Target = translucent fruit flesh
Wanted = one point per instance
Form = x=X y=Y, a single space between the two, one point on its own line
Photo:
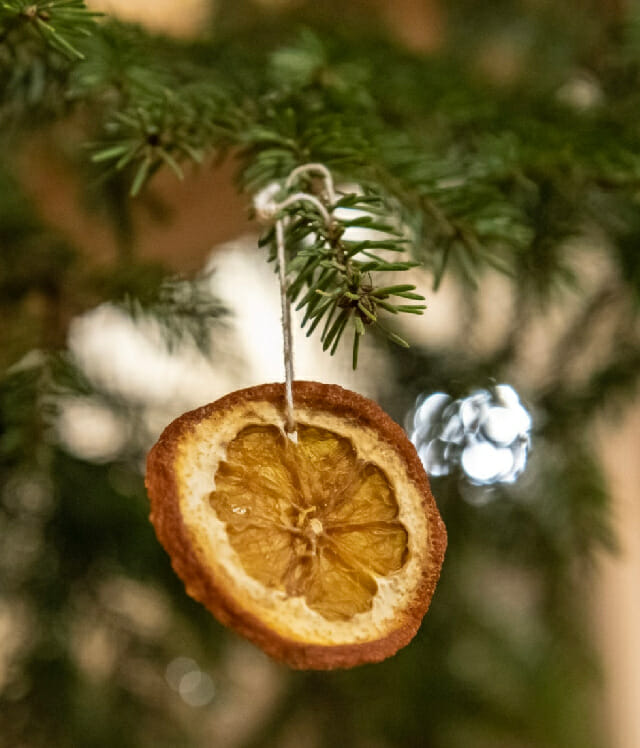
x=310 y=518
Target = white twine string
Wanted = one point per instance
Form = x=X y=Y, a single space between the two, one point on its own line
x=287 y=332
x=267 y=208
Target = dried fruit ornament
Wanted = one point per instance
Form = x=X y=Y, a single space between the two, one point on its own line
x=311 y=532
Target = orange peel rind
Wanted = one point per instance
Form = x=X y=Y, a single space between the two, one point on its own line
x=323 y=549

* * * * *

Please reproduce all the items above line for line, without the pictures.

Written response:
Target = translucent fruit flesh
Wanted = one point per instance
Form = x=X y=Y, a single space between the two, one point on its own line
Photo:
x=310 y=518
Target = white twine string
Wanted = one point per instance
Form = x=X y=Y, a single space between the two, one point on its own line
x=287 y=332
x=267 y=208
Target = dried fruit ornament
Wanted = one point per instance
Form = x=X y=Y, a single space between the two, one point on its own line
x=311 y=532
Target = orange peel rind
Wanted = one point per instance
Form = x=X y=Y, a single space between the two, one point on its own line
x=323 y=549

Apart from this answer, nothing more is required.